1. Be Yourself.
I know the idea is overkill but honestly we have all been in that position where you stop and think, “Man what the fuck did I just say?” when you realize that you’re trying to be someone you’re not. Trust me, it gets boring and you won’t be able to keep it up for long. You will slip up, and they will realize that you are far from the person you’re pretending to be, and it’s all down hill from there. Plus, if you’re in love with steak then why torture yourself by ordering a veggie burger, yeah feel me?
2. Know yourself.
A lot of us out there looking for love are doing it for the wrong reasons. If you’re looking for someone to “define you”, or to “fix you”, then stop right there. Building a relationship on a foundation of personal issues is a massive mistake. Love can wait, focus on yourself and be confident in who you are before you dive back into the dating pool. Because coming out of a relationship like that will leave you more broken then before, and it will still fall on you to pick up the pieces.
3. Confidence. Confidence. Confidence.
Again, over stressed, yet time and time again I see people struggling with their self-loathing other. FACT. No one wants to here how unattractive you think you are or how much you wish you were someone else. You are you, and that’s pretty awesome, and it’s fucking awesome and attractive when you think so too.
4. Know what you want, and don’t settle for less.
Referring back to point 3, you are fucking awesome, and if you ever hear yourself say that you “settled” take a step back and re-evaluate the situation. No one in the world is perfect, but love revolves around the idea that the acceptance of these imperfects is crucial to all strong relationships. HOWEVER, sometimes two people’s imperfections don’t mix well, and that “settling” you did earlier, will come back to bite you in the ass.
5. People cannot be changed.
You are not a Disney princess, you are not Bella Swan, and I promise you, your bad boy will never be you’re prince charming. We spend enough time trying to fix our own problems to worry about anyone else’s. You can put a person in a costume but you can’t make them play the role. It’s a waste of your time and quite frankly it’s unfair to ask someone to change for you. If you didn’t like them at the start then how can you expect to like them at the finish?
6. Looks do matter.
I know it may sound horrible to say, but you need to have that level of physical attraction to your partner. A relationship needs mental and emotional connections, but there still needs to be a health level of physical desire. If there’s no physical aspect to a relationship then what separates a partner from your friends? You need both, or you’re just friend-zoning that poor bastard.
7. Love and Lust are different.

RECORDED INFORMATION.
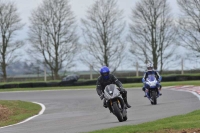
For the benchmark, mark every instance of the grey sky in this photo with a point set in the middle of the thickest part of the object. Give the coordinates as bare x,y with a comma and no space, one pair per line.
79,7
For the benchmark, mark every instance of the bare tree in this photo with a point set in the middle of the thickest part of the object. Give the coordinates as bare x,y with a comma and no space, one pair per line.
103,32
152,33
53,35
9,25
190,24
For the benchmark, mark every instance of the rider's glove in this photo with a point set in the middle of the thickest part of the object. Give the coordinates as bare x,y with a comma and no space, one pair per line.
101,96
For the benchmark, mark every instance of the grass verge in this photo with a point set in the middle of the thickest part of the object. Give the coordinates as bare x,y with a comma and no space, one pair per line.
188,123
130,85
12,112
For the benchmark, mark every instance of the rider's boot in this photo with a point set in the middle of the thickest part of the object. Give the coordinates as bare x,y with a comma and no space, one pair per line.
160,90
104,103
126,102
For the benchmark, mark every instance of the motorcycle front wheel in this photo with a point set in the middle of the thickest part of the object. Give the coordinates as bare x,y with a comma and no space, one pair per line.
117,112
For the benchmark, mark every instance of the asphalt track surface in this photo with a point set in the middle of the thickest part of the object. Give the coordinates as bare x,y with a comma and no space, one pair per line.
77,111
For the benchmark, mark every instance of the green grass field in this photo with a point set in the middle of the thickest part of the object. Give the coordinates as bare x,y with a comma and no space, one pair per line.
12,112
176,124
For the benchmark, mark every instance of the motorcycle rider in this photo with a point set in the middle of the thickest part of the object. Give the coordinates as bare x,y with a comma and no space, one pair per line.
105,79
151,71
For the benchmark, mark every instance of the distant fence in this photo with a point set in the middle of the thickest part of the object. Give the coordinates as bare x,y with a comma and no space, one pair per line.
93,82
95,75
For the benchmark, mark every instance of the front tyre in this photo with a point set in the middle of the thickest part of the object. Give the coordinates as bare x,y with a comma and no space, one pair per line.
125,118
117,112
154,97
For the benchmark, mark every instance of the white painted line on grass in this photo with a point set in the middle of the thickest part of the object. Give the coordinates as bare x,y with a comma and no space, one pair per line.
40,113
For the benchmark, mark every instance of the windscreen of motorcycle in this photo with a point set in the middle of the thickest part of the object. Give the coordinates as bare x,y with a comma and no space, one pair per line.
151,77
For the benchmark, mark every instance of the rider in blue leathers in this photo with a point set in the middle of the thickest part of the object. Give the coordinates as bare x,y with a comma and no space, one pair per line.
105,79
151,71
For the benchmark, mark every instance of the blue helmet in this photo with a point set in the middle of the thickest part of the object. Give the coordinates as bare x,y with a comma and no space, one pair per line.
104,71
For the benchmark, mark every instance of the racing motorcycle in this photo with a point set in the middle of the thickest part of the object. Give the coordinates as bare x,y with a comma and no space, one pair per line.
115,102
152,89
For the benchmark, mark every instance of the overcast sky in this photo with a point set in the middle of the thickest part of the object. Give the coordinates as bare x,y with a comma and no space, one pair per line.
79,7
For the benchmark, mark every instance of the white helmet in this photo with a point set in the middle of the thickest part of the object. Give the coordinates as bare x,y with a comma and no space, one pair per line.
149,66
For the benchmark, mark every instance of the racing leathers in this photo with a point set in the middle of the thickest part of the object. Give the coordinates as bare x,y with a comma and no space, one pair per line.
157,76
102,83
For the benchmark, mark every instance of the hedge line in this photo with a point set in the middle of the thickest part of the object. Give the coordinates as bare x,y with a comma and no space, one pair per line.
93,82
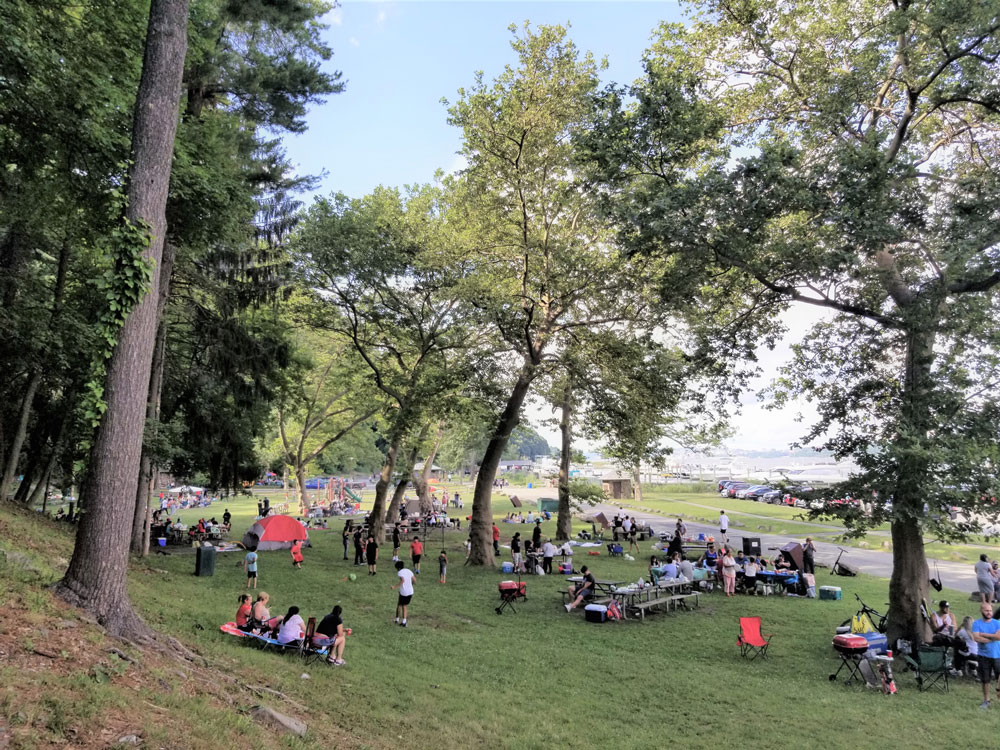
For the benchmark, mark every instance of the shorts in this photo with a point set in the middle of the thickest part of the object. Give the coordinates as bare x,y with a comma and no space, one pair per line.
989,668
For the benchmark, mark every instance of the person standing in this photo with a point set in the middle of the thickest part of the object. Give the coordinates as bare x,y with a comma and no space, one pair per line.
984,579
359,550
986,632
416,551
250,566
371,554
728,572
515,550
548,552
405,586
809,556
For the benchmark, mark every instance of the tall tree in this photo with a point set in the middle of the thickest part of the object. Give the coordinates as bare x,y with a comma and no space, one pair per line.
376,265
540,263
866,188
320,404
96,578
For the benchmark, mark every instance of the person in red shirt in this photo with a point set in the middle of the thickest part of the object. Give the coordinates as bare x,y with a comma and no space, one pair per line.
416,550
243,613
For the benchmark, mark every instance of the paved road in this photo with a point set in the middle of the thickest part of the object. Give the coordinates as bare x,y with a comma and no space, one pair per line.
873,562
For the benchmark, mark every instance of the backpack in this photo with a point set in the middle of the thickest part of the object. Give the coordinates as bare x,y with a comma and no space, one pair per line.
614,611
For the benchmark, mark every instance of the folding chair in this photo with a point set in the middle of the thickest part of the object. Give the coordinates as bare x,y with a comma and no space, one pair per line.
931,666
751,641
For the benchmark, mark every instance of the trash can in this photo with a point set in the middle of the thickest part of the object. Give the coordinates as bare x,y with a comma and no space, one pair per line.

EXERCISE DIRECTIONS. From the dating advice list, pull out word for word the stretch from "3. Confidence. Confidence." through "think so too.".

FINISHED EXERCISE.
3. Confidence. Confidence. Confidence.
Again, over stressed, yet time and time again I see people struggling with their self-loathing other. FACT. No one wants to here how unattractive you think you are or how much you wish you were someone else. You are you, and that’s pretty awesome, and it’s fucking awesome and attractive when you think so too.